## COMPLETE THE FOLLOWING
(A) Based on the cable testing device text, decide whether each statement agrees with it. Answer yes or no for each, and quote the words of the text that decide it. (i) The secondary test circuit carries out pairing and tracing at the remote end of the cable. (ii) The tracing transmission port RJ1 can perform the tracing function and the pairing function at the same moment. (iii) The predetermined signal processing consists of filter processing only.
(B) Transcribe word for word the part of the cable testing device text between "In an optional" and "tracing submodule 10121.", inclusive.
** start PAGE TEXT **
It is evident that, by implementing the cable testing device for running lights wire pairing and tracing depicted in FIG. 1, the running lights wire pairing and tracing functions for the cable to be test are jointly implemented through the main test circuit and the secondary test circuit: By implementing, at the first data processing module in the main test circuit, the generation and transmission down of the tracing and pairing control instructions (corresponding to the target signal), the first pairing and tracing module in the main test circuit cooperates with the first running lights module to respond to the target signal, while the second pairing and tracing module in the secondary test circuit cooperates with the second running lights module to respond to the target signal. By arranging the running lights modules, the implementation results of the tracing and pairing functions become more prominent, thereby enhancing the convenience of reviewing the tracing and pairing functions. In addition, the main test circuit is configured to implement pairing and tracing of the wire sequence at the main terminal (near end) of the cable, and the secondary test circuit is configured to implement pairing and tracing at the secondary terminal (remote end), thereby integrating the display function of running lights on the basis of achieving the tracing and pairing functions, expanding the application scenarios of this cable testing device, and facilitating improvements in the applicability and practicality of the cable testing device.

In an optional embodiment, referring to FIG. 2, FIG. 2 is a structural schematic diagram of another cable testing device for running lights wire pairing and tracing according to an embodiment of the present disclosure. As shown in FIG. 2, the first pairing and tracing module 1012 includes a tracing submodule 10121.

A first port of the first data processing module 1011 is electrically connected to a first port of the tracing submodule 10121; a second port of the tracing submodule 10121 is in communication connection with a first port of the second pairing and tracing module 1022;

• • the tracing submodule 10121 is configured to generate a transmission signal matching with the tracing signal according to the tracing signal transmitted by the first data processing module 1011; and transmit the transmission signal to the second pairing and tracing module 1022 via the cable to be test to trigger the second pairing and tracing module 1022 to perform predetermined signal processing on the transmission signal, the predetermined signal processing comprising filter processing and/or signal amplification processing.

In this optional embodiment, further and optionally, the tracing submodule 10121 includes a tracing transmission unit TX1 and a tracing transmission port RJ1;

• • a first port of the first data processing module 1011 is electrically connected to a first port of the tracing transmission unit TX1; a second port of the tracing transmission unit TX1 is electrically connected to a first port of the tracing transmission port RJ1;
  • a second port of the tracing transmission port RJ1 is in communication connection with a first port of the cable to be test; a second port of the cable to be test is in communication connection with a second port of the second pairing and tracing module 1022;
  • the tracing transmission unit TX1 is configured to perform unit adjustment matching with the tracing signal according to the tracing signal transmitted by the first data processing module 1011, generate a transmission signal matching with the tracing signal, and transmit the transmission signal to the tracing transmission port RJ1 to transmit the transmission signal to the second pairing and tracing module 1022 via the cable to be test through the tracing transmission port RJ1.

In this optional embodiment, the tracing transmission port RJ1, during practical application, serves as a signal transmission port for performing tracing function and may also serve as a signal interaction port for performing pairing function; however, the tracing transmission port RJ1 is configured solely to perform either tracing function or pairing function at any given moment.
** end PAGE TEXT **
** start RECORDS SHOWN **
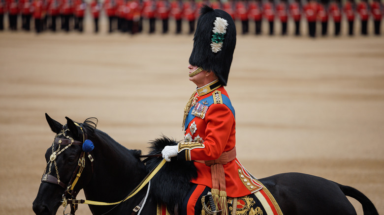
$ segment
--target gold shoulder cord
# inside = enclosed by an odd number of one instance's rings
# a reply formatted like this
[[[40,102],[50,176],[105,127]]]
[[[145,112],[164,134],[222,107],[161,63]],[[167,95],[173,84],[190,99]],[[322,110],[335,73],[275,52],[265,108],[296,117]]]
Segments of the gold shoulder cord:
** end RECORDS SHOWN **
## SOLVED PROBLEMS
(A)
(i) Yes: "the secondary test circuit is configured to implement pairing and tracing at the secondary terminal (remote end)".
(ii) No: "the tracing transmission port RJ1 is configured solely to perform either tracing function or pairing function at any given moment".
(iii) No: "the predetermined signal processing comprising filter processing and/or signal amplification processing".

(B)
In an optional embodiment, referring to FIG. 2, FIG. 2 is a structural schematic diagram of another cable testing device for running lights wire pairing and tracing according to an embodiment of the present disclosure. As shown in FIG. 2, the first pairing and tracing module 1012 includes a tracing submodule 10121.